Text passage:
+++++

Choosing the right health practitioner for you

Saturday, February 08, 2014
The relationship between you and your health practitioner as a skilled helper is a special one. In a friendship, sharing of confidences leads to a deeper relationship; but the relationship with your practitioner is all about you, and there’s a distinct imbalance of power. You meet with the practitioner in their space; they advise you what to do, and most of the time you know little or nothing about them. There’s a lot of trust on your part and the relationship can seem unequal.

You believe your practitioner is qualified to provide advice on your problem, and you trust that they’re going to do the best they can for you. But if you don’t trust them, you’re not likely to reveal much about yourself, and your practitioner won’t be able to help you as effectively.

Would you agree, then, that being in a therapeutic relationship can be less effective if you don’t choose your practitioner wisely?  To get the most out of your treatment -whether it’s naturopathy, massage, osteopathy, counselling, podiatry, or any of the myriad of caring professions out there, it’s a good idea to take a moment to decide what you want from your practitioner, and what expertise and standards you expect them to have. Surprisingly, many people assume that their practitioner is qualified and accredited without checking.

+++++

Data shown:
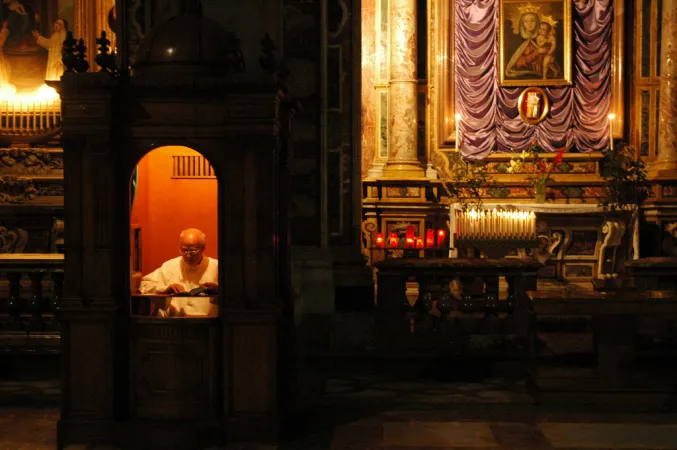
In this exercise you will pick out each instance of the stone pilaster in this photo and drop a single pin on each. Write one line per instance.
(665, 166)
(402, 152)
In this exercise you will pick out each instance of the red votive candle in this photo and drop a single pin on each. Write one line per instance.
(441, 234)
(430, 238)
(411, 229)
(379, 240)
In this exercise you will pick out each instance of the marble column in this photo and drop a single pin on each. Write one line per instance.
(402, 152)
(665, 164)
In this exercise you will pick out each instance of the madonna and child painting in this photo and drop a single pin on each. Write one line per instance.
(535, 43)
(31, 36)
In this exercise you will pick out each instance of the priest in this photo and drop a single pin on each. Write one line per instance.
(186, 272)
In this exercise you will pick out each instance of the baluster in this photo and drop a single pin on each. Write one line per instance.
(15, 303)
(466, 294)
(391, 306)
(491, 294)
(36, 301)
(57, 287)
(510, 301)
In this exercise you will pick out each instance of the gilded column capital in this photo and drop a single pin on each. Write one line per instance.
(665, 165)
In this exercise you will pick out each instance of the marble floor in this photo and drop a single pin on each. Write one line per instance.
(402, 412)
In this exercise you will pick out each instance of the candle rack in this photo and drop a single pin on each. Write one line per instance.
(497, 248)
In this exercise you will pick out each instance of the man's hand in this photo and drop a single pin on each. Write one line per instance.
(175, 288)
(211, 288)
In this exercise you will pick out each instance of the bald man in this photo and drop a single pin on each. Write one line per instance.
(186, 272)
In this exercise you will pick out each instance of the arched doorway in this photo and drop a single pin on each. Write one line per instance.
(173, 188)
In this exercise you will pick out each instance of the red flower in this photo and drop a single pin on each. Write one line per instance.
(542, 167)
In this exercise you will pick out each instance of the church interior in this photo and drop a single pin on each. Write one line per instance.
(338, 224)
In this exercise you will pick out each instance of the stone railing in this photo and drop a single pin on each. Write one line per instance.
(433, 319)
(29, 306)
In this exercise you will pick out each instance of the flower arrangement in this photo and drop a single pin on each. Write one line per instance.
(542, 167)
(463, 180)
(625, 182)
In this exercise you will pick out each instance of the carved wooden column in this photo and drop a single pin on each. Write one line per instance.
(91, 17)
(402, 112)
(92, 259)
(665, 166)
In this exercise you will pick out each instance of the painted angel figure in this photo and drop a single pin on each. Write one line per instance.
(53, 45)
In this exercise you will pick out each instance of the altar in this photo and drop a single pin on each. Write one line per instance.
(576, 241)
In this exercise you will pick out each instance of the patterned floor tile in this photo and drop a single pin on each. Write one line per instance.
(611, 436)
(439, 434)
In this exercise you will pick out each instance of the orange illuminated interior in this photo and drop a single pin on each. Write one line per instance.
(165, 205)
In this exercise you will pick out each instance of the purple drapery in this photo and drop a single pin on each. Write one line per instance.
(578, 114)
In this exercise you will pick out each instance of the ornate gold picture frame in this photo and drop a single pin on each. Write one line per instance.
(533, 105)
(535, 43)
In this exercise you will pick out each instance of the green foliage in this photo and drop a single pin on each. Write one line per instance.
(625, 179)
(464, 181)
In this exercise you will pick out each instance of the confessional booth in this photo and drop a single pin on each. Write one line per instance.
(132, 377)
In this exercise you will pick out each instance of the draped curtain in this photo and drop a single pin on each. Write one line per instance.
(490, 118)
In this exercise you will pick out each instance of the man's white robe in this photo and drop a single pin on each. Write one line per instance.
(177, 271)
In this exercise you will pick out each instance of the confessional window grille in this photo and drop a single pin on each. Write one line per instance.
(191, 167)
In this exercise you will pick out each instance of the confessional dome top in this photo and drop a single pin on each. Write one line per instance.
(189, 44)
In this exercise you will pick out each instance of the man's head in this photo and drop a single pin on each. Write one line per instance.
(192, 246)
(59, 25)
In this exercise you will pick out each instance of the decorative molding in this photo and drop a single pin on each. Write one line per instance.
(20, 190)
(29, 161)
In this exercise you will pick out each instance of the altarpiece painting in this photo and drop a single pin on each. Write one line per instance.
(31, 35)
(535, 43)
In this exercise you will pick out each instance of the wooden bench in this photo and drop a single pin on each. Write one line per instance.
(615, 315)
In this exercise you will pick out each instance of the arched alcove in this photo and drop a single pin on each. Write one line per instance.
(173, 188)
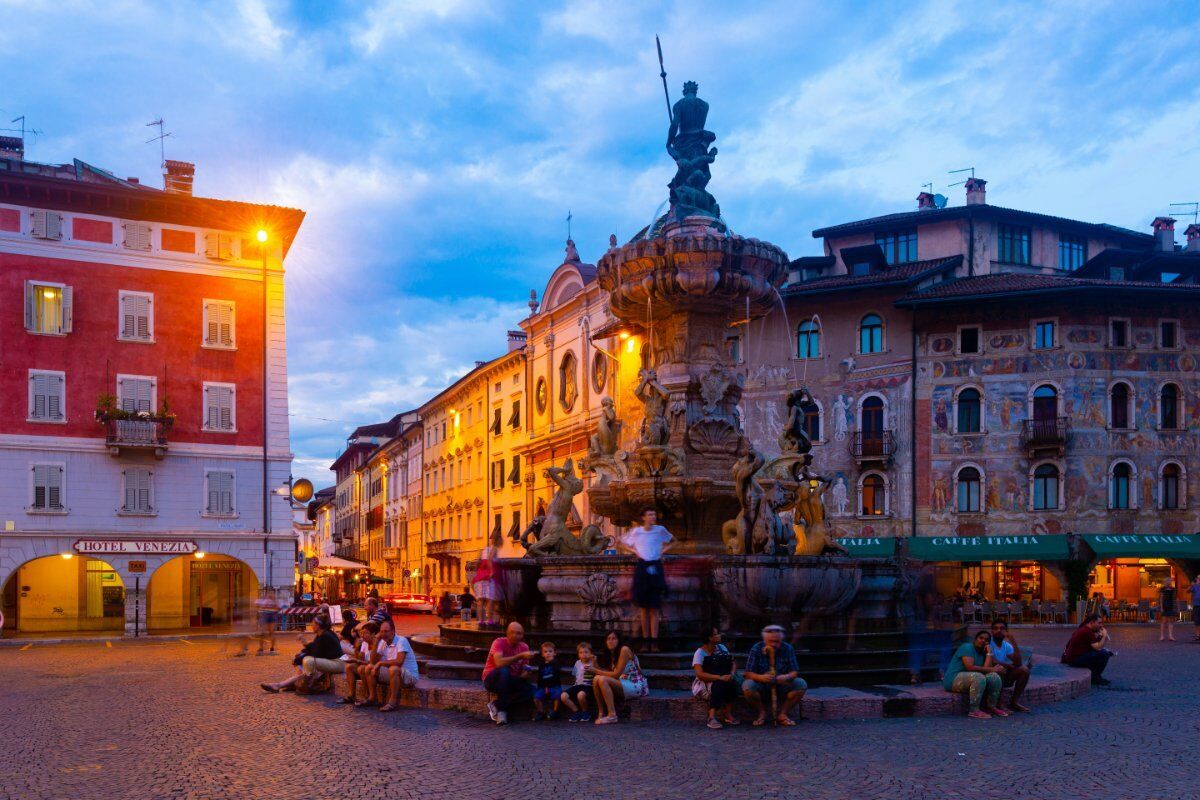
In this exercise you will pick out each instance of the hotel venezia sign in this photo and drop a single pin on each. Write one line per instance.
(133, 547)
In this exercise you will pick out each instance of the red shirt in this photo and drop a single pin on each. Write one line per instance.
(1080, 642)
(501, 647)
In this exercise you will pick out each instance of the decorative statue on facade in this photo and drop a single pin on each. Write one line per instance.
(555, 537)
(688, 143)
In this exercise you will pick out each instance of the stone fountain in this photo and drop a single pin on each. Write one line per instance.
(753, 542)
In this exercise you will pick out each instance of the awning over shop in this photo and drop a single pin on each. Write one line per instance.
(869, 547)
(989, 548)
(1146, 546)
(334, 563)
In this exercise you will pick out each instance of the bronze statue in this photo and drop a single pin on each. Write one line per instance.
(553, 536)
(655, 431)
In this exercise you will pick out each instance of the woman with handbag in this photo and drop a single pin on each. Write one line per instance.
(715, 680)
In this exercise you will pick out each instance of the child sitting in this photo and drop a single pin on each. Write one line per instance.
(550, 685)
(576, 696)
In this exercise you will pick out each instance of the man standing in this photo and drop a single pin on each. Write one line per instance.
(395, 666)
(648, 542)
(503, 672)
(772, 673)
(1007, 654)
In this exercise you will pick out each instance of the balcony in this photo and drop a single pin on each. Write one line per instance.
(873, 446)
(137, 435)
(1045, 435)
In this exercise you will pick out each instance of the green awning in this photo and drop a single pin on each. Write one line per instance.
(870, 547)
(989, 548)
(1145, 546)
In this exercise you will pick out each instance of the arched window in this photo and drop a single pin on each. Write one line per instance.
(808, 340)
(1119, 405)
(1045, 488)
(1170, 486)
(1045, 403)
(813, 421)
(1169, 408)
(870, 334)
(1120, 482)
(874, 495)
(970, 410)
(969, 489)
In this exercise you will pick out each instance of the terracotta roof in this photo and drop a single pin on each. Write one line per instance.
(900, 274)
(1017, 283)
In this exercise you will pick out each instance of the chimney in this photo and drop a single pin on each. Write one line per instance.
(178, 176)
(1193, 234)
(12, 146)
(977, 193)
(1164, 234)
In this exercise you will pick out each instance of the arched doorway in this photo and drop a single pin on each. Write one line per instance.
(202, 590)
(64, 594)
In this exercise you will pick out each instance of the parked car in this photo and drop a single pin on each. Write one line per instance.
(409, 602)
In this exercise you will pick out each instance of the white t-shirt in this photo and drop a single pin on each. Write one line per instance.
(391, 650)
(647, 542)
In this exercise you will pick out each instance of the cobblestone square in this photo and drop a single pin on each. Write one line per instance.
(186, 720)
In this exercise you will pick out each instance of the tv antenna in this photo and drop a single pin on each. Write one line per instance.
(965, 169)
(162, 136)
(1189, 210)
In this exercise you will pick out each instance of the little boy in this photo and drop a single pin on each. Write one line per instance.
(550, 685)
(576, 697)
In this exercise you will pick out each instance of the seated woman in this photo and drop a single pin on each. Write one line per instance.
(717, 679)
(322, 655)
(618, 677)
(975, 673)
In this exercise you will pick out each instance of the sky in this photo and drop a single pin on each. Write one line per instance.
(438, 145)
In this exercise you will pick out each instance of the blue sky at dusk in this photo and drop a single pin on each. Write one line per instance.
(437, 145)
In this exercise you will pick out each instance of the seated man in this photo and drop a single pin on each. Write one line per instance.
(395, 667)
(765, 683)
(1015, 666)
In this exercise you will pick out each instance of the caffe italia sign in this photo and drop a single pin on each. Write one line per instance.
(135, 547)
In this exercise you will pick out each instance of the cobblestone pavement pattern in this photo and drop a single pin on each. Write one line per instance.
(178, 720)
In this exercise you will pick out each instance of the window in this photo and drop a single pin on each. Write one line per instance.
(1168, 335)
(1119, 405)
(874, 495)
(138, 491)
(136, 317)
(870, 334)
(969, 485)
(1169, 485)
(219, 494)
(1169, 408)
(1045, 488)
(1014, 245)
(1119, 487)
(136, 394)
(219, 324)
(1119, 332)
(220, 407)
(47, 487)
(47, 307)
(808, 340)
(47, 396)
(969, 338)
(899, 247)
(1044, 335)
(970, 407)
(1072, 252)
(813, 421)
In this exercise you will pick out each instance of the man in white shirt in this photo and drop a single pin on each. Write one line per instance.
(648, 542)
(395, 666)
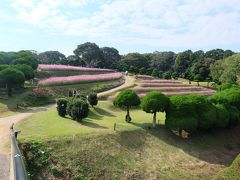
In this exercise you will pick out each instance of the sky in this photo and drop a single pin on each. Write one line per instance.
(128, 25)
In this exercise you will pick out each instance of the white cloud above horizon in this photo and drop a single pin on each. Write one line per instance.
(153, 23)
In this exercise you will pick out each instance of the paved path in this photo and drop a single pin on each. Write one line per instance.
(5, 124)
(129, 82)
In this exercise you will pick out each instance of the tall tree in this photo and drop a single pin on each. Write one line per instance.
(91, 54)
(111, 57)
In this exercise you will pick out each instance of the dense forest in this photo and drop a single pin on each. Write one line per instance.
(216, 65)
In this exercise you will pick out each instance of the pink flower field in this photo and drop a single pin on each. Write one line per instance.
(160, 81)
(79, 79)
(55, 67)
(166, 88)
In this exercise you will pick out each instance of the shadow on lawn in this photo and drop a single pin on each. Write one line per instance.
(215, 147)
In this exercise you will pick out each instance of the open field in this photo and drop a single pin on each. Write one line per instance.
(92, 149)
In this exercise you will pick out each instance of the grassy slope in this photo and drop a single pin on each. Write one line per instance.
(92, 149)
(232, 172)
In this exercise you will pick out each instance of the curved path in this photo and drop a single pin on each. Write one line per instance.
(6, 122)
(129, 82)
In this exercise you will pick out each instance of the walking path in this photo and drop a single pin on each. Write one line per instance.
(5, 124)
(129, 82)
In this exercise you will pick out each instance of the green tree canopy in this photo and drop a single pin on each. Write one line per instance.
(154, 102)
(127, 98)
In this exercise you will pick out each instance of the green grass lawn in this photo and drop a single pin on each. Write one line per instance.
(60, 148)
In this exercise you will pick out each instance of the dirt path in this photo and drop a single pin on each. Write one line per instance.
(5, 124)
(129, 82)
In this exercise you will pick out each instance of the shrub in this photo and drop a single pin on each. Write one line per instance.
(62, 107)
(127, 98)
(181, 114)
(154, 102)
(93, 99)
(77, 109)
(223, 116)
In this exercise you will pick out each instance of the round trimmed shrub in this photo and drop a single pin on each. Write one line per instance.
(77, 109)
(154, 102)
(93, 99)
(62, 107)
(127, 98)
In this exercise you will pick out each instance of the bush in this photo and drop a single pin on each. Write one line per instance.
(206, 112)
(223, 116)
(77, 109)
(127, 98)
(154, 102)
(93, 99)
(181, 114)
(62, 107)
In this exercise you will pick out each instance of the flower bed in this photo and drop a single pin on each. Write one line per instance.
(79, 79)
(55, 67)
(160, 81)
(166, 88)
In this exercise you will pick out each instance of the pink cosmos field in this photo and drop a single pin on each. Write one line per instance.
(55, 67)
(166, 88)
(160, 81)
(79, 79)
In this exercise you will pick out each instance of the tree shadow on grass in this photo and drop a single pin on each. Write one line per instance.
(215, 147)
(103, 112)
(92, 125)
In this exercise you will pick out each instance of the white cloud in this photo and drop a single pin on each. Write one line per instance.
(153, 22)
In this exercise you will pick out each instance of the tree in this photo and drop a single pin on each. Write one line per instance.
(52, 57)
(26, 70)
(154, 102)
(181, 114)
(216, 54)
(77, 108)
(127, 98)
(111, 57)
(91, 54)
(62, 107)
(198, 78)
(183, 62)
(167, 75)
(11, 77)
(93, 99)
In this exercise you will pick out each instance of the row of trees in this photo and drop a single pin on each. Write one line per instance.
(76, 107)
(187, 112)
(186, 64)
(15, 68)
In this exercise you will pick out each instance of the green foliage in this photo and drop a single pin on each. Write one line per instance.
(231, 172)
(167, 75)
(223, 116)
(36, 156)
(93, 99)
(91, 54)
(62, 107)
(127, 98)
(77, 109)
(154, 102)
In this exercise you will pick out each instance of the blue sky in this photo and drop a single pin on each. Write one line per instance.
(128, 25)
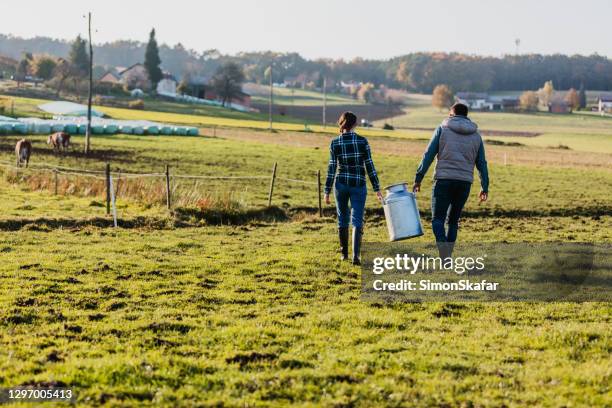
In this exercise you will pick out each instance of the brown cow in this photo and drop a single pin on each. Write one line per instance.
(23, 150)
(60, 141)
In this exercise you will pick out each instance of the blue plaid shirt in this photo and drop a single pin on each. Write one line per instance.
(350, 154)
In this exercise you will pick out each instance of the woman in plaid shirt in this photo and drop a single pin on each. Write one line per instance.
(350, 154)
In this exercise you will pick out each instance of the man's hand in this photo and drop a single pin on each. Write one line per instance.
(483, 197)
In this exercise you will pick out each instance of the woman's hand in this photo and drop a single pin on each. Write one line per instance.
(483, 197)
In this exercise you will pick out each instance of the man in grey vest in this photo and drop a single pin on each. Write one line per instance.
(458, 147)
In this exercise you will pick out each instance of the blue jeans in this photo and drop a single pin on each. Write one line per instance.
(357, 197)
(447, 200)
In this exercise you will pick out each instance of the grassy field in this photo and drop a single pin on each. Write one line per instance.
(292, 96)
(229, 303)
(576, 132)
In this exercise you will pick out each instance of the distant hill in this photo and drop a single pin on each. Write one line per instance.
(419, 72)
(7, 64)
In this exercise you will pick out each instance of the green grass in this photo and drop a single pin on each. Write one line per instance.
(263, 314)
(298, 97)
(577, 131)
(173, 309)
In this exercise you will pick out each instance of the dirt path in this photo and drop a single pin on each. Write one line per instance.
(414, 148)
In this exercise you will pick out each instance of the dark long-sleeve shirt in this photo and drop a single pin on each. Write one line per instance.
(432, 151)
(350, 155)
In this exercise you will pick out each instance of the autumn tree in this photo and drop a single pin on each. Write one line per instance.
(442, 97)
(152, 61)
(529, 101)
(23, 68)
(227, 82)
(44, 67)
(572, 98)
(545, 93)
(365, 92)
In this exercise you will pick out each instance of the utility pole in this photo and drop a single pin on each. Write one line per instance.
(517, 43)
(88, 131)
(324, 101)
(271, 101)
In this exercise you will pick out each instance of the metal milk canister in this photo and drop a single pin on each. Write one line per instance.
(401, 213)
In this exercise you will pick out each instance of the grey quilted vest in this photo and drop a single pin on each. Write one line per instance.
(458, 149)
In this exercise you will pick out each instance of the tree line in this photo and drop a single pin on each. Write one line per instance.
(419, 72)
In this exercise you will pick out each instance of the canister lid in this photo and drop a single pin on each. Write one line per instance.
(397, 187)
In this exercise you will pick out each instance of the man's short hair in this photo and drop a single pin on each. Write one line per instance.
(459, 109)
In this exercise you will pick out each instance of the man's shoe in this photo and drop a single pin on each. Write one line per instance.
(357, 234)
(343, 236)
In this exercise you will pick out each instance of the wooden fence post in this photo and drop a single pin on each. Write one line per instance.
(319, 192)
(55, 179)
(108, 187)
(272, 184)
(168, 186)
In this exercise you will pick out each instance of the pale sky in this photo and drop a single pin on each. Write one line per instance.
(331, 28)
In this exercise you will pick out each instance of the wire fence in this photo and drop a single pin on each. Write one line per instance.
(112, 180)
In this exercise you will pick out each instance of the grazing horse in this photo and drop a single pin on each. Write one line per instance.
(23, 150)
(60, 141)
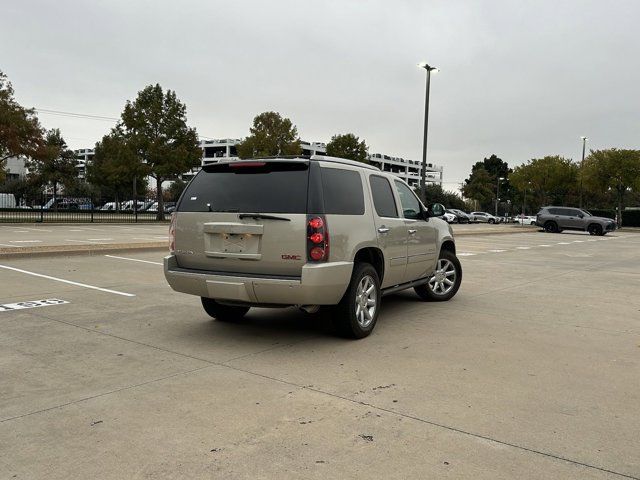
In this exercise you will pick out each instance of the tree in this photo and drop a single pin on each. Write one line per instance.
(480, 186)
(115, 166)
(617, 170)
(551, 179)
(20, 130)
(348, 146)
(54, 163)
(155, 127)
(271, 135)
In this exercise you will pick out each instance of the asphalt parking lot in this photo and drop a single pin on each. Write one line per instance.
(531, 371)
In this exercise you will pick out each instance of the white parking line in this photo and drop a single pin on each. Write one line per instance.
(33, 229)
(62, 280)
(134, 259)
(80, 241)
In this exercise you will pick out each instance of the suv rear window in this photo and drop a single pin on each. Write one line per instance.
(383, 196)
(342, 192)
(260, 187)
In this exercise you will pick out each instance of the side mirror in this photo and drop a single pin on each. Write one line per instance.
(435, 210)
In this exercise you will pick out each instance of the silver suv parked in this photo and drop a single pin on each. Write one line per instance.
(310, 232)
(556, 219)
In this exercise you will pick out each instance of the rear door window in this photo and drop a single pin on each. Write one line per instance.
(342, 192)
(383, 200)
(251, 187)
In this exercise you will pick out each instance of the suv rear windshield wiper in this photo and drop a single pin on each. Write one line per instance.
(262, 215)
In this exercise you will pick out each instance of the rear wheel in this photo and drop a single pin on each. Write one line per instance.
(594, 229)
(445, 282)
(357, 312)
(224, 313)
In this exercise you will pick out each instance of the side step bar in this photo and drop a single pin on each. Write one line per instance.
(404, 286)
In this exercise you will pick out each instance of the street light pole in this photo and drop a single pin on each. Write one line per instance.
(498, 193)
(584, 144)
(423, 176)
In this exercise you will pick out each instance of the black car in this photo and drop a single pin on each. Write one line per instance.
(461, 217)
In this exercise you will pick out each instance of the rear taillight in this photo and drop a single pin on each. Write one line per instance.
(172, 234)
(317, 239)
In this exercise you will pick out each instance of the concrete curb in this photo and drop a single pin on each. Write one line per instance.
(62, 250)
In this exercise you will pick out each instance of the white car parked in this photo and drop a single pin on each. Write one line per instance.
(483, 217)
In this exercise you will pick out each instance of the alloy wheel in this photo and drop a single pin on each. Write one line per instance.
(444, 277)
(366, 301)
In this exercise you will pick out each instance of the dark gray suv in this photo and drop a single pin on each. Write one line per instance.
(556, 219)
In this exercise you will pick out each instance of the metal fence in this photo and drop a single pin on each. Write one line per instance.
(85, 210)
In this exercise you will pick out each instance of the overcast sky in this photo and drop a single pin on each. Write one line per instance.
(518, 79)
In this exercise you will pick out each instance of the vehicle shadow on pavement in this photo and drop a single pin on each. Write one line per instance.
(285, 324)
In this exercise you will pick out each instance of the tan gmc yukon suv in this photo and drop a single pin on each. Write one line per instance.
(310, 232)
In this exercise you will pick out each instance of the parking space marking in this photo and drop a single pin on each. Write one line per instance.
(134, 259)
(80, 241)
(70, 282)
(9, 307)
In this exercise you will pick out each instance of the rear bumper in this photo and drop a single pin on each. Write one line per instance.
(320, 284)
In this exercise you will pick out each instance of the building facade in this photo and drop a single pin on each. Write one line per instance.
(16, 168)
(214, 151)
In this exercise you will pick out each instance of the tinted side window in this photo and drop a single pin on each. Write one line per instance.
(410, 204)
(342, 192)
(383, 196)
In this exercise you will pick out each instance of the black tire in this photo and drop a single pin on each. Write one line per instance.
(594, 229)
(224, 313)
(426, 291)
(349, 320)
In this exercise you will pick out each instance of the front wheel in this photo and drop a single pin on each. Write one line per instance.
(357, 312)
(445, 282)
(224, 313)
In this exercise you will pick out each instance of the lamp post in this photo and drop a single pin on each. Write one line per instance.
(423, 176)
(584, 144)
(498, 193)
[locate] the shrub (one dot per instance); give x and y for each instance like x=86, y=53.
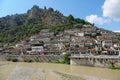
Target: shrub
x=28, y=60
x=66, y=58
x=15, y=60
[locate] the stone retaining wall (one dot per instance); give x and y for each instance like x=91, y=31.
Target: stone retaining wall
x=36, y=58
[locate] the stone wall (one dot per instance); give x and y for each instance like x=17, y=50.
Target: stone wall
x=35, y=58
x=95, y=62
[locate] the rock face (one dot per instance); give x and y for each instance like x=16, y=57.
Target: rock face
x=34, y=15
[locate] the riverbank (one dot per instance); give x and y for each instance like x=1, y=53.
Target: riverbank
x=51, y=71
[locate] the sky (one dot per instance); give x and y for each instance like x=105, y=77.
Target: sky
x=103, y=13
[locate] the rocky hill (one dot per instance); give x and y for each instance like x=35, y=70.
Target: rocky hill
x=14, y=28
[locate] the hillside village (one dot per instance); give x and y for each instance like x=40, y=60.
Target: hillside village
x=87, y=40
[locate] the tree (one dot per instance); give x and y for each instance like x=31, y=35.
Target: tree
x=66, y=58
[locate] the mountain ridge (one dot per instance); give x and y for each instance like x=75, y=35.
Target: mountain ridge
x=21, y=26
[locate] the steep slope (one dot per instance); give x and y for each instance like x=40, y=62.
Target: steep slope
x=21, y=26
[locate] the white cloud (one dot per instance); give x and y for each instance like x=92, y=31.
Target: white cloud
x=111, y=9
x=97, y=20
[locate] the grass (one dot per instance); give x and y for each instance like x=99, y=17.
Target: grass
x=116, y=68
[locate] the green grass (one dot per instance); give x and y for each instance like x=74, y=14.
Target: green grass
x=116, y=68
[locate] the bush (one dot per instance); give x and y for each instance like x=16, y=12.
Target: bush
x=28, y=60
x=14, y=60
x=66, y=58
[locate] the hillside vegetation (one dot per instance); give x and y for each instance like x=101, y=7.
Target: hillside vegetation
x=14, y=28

+++++

Exercise requirements:
1. Answer these questions from the health practitioner passage.
(a) Where does the passage say you meet with your practitioner?
(b) What two results does the passage give for not trusting your practitioner?
(c) What do many people assume about their practitioner without checking?
2. Write the next few sentences of the health practitioner passage, picking up after its last sentence.

Answers for the tasks:
1.
(a) In the practitioner's space.
(b) You're not likely to reveal much about yourself, and your practitioner won't be able to help you as effectively.
(c) That their practitioner is qualified and accredited.

2.
Alas, many of the helping professions in Australia outside the public health system are almost totally unregulated. So if it’s important to you that your practitioner is properly qualified, check that they’re accredited with a professional body. Accrediting organisations oversee the standards expected for their profession; ensure their members are adequately qualified, and that they continually upgrade their skills. Usually accredited practitioners will include details of the association they’re registered with on their advertisement, business card or web site. Actually, the practitioner’s web site can impart details of the practitioner’s treatment philosophy and approach very effectively – it’s well worth a visit before you book.

Next, give your proposed practitioner a call. Do you feel at ease talking with them? Are they happy to explain to you how they work? Your ‘gut feeling’ about your level of comfort with that practitioner is an important litmus test of how well you’re likely to be able to work together. If you feel so uncomfortable with your practitioner that you’re withholding information, your treatment progress might be hampered.

Finally, see how you feel after your first consultation. Locating the right practitioner can be a little like dating. You might have to see several practitioners for your concerns before you find the right one for you.  But when the relationship between you and your practitioner is trusting, and you feel well cared for, your treatment is likely to progress better too.